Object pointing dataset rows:
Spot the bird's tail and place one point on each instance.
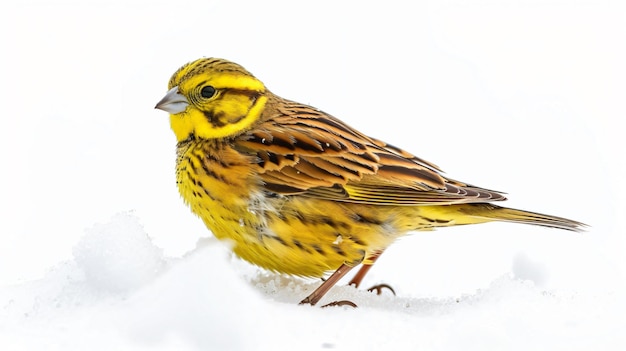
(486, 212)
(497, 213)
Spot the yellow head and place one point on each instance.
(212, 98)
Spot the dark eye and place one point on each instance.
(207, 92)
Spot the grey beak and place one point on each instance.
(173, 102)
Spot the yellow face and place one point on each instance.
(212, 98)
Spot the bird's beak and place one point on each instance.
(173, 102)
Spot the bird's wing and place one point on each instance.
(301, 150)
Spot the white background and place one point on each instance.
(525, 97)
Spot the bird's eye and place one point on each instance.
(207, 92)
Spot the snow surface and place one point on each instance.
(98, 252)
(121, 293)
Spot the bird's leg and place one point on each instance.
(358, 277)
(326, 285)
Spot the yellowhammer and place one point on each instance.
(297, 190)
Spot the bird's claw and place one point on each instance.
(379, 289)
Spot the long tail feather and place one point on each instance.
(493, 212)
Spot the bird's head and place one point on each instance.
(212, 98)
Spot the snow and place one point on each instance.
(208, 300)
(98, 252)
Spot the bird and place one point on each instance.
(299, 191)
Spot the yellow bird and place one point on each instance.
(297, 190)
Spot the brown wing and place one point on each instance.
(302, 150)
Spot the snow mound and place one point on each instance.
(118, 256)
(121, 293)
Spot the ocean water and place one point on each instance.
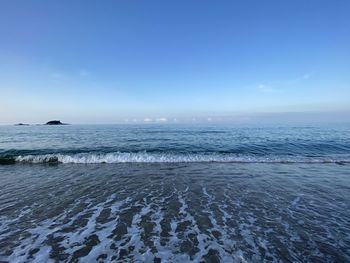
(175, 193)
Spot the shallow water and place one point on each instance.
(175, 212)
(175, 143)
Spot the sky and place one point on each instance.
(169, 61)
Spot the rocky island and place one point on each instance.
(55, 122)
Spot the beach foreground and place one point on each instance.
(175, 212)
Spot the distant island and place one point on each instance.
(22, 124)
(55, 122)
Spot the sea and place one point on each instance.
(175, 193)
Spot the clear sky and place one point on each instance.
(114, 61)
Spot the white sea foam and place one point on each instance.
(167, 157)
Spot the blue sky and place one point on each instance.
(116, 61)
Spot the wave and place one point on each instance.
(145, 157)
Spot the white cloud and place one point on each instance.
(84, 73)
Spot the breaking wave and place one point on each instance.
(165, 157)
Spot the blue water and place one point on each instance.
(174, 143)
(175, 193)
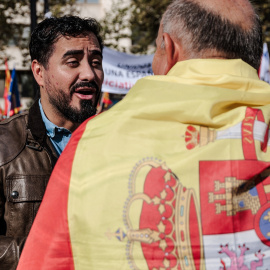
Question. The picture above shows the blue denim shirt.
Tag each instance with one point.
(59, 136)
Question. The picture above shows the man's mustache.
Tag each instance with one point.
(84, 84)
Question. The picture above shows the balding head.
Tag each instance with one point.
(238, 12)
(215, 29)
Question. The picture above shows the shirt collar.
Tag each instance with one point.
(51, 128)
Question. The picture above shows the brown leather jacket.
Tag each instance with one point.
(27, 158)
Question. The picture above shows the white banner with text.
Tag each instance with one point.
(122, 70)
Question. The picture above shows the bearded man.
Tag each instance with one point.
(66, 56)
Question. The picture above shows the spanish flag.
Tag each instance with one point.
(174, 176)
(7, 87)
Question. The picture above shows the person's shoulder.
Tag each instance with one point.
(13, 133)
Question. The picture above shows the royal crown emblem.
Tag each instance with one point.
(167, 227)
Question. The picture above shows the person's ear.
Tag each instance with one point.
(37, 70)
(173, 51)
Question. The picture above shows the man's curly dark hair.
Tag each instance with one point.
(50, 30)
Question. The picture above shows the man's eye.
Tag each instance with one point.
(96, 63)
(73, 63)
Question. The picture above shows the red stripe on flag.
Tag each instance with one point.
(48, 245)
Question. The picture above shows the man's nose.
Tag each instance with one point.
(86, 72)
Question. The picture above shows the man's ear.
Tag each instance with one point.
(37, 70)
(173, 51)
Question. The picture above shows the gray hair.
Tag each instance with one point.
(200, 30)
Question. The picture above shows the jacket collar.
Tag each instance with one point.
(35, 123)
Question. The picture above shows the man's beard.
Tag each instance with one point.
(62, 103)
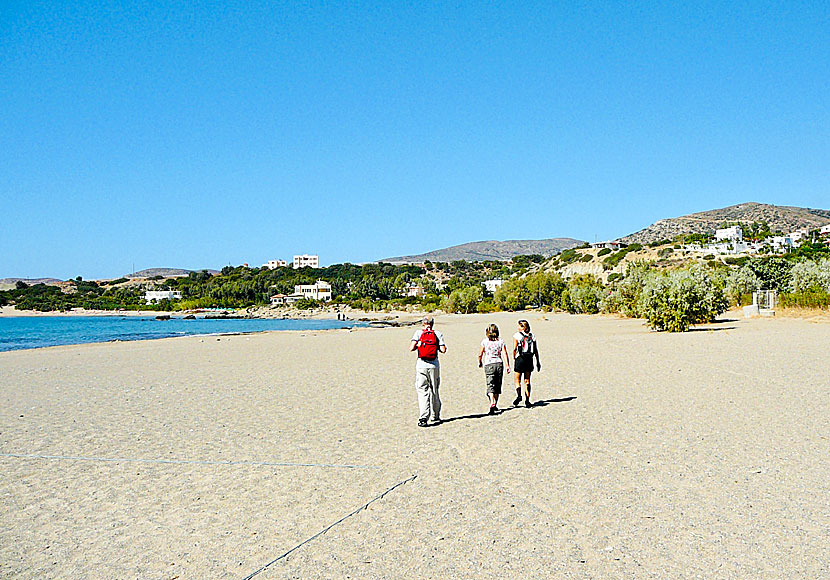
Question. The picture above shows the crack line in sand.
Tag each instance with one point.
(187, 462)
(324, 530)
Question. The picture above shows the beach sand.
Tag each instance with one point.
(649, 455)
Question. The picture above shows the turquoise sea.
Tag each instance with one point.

What to produce: Give every line of the data above, from the line containing "Question. The picture above shows the jacket" through the last line, as a numbered list, with both ends included. Leave out blank lines and any pictures.

Response to this exercise:
1. Question. The picture above shows the jacket collar.
2. Tag each instance with one point.
3. (35, 123)
4. Question. The picture above shows the man's beard.
5. Tag each instance with one point.
6. (62, 103)
7. Question. The picture above shows the crack line in sand.
8. Tag each instance with one point.
9. (187, 462)
10. (324, 530)
11. Question. The picture above shows the beach sand.
12. Tag each instance with one point.
13. (649, 455)
14. Question. The picture above shows the turquoise sea.
15. Tag each instance with one point.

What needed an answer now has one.